#### Objective
Your task is to extract the lines from the one holding "of the bare" through the end of the material. Set them down exactly and add nothing.

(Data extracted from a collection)
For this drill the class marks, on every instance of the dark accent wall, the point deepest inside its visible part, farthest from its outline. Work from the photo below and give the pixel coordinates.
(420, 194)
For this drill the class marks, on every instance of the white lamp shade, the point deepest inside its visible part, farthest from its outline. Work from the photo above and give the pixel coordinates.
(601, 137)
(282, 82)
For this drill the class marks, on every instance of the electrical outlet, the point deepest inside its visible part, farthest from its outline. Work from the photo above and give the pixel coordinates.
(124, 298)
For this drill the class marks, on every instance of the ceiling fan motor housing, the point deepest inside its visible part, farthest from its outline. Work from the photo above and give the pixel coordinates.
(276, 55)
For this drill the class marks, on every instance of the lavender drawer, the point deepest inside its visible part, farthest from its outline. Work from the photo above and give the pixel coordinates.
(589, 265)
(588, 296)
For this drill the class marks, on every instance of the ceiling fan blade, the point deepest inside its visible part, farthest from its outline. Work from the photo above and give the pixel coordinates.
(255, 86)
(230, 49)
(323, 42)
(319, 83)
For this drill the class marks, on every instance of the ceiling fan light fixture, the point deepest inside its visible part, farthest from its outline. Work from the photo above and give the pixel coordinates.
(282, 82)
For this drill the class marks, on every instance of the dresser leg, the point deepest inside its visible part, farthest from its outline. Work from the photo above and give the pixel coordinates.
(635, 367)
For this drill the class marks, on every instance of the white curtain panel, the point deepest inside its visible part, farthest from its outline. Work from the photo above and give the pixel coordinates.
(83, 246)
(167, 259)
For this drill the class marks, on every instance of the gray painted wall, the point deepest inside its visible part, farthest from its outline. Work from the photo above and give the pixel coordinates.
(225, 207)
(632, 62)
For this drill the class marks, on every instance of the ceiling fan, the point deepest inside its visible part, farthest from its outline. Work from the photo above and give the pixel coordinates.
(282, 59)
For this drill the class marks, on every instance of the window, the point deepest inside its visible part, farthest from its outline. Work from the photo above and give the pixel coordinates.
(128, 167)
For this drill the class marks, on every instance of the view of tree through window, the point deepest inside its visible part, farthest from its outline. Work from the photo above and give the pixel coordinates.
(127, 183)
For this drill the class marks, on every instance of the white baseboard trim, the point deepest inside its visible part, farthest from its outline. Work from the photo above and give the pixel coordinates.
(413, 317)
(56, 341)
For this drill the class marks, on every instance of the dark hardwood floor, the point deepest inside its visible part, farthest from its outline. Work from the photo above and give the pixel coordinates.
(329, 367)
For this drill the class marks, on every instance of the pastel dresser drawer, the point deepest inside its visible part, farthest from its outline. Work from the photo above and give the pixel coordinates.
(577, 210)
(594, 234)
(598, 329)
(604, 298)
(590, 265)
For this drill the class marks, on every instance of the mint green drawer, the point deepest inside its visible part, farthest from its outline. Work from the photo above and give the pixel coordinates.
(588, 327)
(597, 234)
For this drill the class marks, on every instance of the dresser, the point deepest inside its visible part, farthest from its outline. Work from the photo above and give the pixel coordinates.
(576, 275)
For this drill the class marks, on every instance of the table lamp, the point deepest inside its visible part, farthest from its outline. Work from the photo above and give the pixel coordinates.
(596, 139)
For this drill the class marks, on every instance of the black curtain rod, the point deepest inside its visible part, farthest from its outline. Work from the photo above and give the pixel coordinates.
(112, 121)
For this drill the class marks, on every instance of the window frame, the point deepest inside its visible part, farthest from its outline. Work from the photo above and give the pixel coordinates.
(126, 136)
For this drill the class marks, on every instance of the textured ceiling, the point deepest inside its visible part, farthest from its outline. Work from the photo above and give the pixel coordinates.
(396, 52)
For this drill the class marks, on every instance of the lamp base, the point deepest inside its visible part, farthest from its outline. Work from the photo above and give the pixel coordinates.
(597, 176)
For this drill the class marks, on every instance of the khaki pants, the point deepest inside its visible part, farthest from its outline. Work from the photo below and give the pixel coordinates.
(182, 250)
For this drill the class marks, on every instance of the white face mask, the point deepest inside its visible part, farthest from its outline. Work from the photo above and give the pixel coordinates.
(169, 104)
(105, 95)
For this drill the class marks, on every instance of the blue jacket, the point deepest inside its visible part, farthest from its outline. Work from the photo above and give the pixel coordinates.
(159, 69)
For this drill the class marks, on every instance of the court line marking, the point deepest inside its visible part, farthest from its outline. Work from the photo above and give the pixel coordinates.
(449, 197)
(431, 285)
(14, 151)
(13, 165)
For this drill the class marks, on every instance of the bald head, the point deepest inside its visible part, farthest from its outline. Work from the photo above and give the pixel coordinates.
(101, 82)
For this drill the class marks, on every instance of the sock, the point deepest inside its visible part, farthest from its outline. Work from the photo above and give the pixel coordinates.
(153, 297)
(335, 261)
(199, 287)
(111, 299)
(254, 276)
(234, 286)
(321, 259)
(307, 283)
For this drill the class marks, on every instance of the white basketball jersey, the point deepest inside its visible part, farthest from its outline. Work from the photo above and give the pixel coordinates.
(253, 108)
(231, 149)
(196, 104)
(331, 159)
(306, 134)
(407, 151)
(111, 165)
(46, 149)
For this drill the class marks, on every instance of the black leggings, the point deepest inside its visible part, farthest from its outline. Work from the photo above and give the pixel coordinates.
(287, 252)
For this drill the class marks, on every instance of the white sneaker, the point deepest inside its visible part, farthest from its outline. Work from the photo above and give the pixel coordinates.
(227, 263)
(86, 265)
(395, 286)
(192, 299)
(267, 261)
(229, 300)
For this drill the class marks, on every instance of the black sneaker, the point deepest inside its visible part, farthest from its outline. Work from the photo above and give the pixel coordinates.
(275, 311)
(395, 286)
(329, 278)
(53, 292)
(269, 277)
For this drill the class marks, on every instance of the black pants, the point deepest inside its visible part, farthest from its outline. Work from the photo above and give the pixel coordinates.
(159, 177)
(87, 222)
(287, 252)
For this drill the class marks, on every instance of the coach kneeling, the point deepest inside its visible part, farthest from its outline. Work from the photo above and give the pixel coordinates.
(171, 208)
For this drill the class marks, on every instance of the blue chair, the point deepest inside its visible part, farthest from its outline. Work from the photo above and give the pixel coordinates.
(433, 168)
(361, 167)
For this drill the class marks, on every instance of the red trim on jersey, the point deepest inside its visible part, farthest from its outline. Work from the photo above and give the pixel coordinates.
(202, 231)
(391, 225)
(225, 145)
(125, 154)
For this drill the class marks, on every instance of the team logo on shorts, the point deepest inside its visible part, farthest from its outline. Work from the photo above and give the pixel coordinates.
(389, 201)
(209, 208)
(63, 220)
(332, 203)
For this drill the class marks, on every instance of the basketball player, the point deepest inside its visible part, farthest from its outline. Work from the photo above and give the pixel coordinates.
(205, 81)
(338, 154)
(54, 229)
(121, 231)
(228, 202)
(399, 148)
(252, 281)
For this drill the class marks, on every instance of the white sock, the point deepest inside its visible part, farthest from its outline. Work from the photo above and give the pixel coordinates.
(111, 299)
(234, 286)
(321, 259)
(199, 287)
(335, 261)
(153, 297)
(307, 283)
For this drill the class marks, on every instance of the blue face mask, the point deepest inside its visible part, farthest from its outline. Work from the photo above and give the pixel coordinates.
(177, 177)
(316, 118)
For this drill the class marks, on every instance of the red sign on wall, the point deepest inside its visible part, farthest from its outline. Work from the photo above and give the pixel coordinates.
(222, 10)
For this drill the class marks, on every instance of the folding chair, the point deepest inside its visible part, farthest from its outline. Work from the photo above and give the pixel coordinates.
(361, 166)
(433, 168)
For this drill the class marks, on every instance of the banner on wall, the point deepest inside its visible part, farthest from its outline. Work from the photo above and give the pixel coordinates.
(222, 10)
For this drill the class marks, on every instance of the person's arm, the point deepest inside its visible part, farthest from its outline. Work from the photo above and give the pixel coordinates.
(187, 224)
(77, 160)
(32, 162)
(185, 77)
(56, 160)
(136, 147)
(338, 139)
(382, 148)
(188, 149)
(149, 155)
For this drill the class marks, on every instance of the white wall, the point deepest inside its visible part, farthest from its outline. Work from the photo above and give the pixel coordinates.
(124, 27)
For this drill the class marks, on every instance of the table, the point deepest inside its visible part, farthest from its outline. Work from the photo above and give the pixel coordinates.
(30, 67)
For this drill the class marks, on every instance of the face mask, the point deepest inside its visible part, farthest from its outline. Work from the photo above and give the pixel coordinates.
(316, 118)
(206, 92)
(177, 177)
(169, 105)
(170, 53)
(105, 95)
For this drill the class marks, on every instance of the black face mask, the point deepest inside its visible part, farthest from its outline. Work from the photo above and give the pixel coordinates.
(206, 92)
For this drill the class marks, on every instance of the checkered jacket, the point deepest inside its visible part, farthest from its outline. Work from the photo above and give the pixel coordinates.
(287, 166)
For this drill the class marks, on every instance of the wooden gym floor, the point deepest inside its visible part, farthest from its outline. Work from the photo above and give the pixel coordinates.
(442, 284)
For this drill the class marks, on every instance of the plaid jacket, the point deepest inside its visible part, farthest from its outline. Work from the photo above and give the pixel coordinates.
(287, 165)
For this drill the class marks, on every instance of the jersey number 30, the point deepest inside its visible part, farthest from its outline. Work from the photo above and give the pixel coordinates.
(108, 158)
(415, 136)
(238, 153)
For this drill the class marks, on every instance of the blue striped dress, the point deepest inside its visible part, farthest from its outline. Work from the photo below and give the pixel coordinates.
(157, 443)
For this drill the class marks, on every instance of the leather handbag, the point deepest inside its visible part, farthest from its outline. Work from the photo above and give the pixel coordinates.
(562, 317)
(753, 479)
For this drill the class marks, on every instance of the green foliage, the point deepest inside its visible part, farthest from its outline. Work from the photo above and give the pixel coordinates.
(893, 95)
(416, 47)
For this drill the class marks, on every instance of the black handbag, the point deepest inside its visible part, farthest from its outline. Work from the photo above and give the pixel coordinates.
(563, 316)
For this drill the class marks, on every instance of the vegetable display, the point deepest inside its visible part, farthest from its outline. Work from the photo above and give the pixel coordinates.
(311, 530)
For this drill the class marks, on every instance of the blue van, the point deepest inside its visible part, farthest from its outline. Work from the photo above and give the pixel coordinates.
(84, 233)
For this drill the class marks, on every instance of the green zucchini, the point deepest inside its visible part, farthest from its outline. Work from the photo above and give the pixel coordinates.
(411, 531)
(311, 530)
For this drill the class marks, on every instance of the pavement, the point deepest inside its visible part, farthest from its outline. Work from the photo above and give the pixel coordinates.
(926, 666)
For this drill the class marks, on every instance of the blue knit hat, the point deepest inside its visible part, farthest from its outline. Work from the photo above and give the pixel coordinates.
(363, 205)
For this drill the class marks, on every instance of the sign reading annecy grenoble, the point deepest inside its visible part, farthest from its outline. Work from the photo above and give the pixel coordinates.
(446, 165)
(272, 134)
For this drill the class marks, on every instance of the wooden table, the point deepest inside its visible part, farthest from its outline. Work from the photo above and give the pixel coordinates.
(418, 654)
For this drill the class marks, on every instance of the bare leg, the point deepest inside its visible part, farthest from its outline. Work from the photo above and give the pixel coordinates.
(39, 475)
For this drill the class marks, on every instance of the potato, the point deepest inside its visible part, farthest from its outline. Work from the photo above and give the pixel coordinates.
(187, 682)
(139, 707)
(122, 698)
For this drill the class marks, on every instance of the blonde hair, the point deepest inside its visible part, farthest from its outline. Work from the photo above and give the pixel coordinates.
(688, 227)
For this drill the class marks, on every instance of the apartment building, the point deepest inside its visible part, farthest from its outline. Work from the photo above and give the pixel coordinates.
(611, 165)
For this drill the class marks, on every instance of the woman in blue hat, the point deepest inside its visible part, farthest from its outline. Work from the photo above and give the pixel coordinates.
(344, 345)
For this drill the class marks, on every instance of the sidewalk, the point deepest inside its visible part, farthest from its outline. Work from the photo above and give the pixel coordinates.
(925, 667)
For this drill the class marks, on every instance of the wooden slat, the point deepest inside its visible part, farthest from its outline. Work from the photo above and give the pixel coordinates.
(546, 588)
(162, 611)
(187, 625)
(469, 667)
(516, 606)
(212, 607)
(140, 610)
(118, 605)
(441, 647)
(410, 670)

#### Result of the exercise
For this drill the class marks, on every instance of the bare leg, the point deepest inside its visible part, farthest from its outline. Work from the photo above and give the pixel coordinates.
(39, 475)
For this drill the class marks, on every instance of the potato, the point deepest inside its visible part, farthest from its outline. Work from the photo above and give the pixel coordinates.
(187, 682)
(139, 707)
(122, 698)
For this drill the class marks, on every instance of the blonde hair, the point deepest inside its visible part, farthest from its outline. Work from the photo above and give the pixel coordinates.
(688, 227)
For this drill the class marks, on every instance of the apartment building, the point deepest inside its visible part, farthest from its outline. Work from the photo above and give the pixel coordinates.
(611, 165)
For this drill the class marks, on every instance of the woman in blue hat, the point deepest inside its visible part, farthest from its outline. Work from the photo above and give the pixel coordinates.
(344, 345)
For this drill the class marks, on every instance of the sidewalk, the point deepest inside its visible part, farthest from its outline. Work from the photo above and give the pixel coordinates.
(925, 667)
For this drill the class marks, on every instance of the wooden slat, the point deepest inside its visible part, farthest from its outline. Work from the photo above and give the pixel coordinates.
(546, 588)
(162, 611)
(187, 625)
(469, 667)
(516, 606)
(212, 607)
(140, 610)
(118, 605)
(441, 647)
(410, 670)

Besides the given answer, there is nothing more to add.